• **EXTRACT TO READ**
____________

New Drug Therapies for Treating Breast Cancer

by | Sep 23, 2015 | Sept/Oct 15 | 0 comments

Two San Antonio Physicians are Studying Breakthrough Drugs

 

Health-Patnaik-0915The diagnosis of cancer may seem like a nightmare. Possibilities for recovery, however, are stronger now than ever before, thanks to progressive—even radical— medical research. Advances in drug therapies to treat breast cancer are particularly dramatic, and some of these revolutionary developments are being born right here in San Antonio.
Amita Patnaik, M.D., FRCP(C), used her medical expertise and her passion for healing to co-found START, or South Texas Accelerated Research Therapeutics.

“As a researcher, my mission when I co-founded START was to accelerate the development of anti-cancer agents for the treatment and eventual cure of cancer,” she says. “Events of the last eight years have reaffirmed my faith that perseverance can pave the way to achieving the seemingly unattainable, and in doing so, one can redefine the arc of a cancer patient’s life.”

Additional START centers in Madrid and Shanghai also pursue cancer cures. START conducts the world’s largest Phase I medical oncology program. Phase I clinical trials involve patients who volunteer to try out new drugs and therapies to determine if they are safe, to find the best dose and to create an efficient schedule for future research.

Dr. Patnaik and her colleagues at START have developed several pivotal drugs for breast cancer treatment that are now used to help patients everywhere. These breakthrough drug therapies include gemcitabine (Gemzar®), lapatinib (Tykerb®), eribulin (Halaven ®) and ado-trastuzumab emtansine (Kadcyla ®). Dr. Patnaik expects another drug, abemaciclib, which was also developed at START, to be approved to treat breast cancer in the near future. Dr. Patnaik’s research primarily focuses on patients with advanced cancers that have not responded to any conventional treatments.

____________

[Collected data]
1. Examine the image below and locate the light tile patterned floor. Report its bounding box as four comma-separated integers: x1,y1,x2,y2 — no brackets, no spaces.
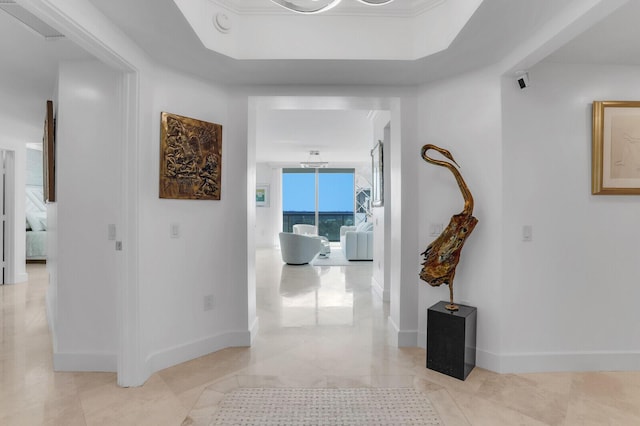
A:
0,255,640,426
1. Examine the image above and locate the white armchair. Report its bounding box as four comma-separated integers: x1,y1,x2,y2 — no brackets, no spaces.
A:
340,222,373,260
279,232,322,265
293,223,331,257
293,223,318,236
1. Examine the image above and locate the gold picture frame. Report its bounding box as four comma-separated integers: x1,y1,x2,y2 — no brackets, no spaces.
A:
160,112,222,200
591,101,640,195
256,183,270,207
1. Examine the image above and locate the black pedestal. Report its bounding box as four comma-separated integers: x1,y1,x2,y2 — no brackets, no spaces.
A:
427,302,477,380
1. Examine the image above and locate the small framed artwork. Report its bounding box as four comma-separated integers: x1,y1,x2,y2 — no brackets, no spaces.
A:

____________

• **EXERCISE INSTRUCTIONS**
[1] Rewrite the paragraph of the breast cancer drug article that begins "Dr. Patnaik and her colleagues at START" as a short bulleted list that keeps its main facts.
[2] Set down the part of the breast cancer drug article that starts at the words "Dr. Patnaik and" and ends after "any conventional treatments.", word for word.

• **ANSWERS IN ORDER**
[1]
- Dr. Patnaik and her colleagues at START have developed several pivotal breast cancer drugs that now help patients everywhere.
- These drugs are gemcitabine (Gemzar®), lapatinib (Tykerb®), eribulin (Halaven®) and ado-trastuzumab emtansine (Kadcyla®).
- Abemaciclib, another drug developed at START, is expected to be approved for breast cancer in the near future.
- Dr. Patnaik's research focuses mainly on patients with advanced cancers that have not responded to any conventional treatments.

[2]
Dr. Patnaik and her colleagues at START have developed several pivotal drugs for breast cancer treatment that are now used to help patients everywhere. These breakthrough drug therapies include gemcitabine (Gemzar®), lapatinib (Tykerb®), eribulin (Halaven ®) and ado-trastuzumab emtansine (Kadcyla ®). Dr. Patnaik expects another drug, abemaciclib, which was also developed at START, to be approved to treat breast cancer in the near future. Dr. Patnaik’s research primarily focuses on patients with advanced cancers that have not responded to any conventional treatments.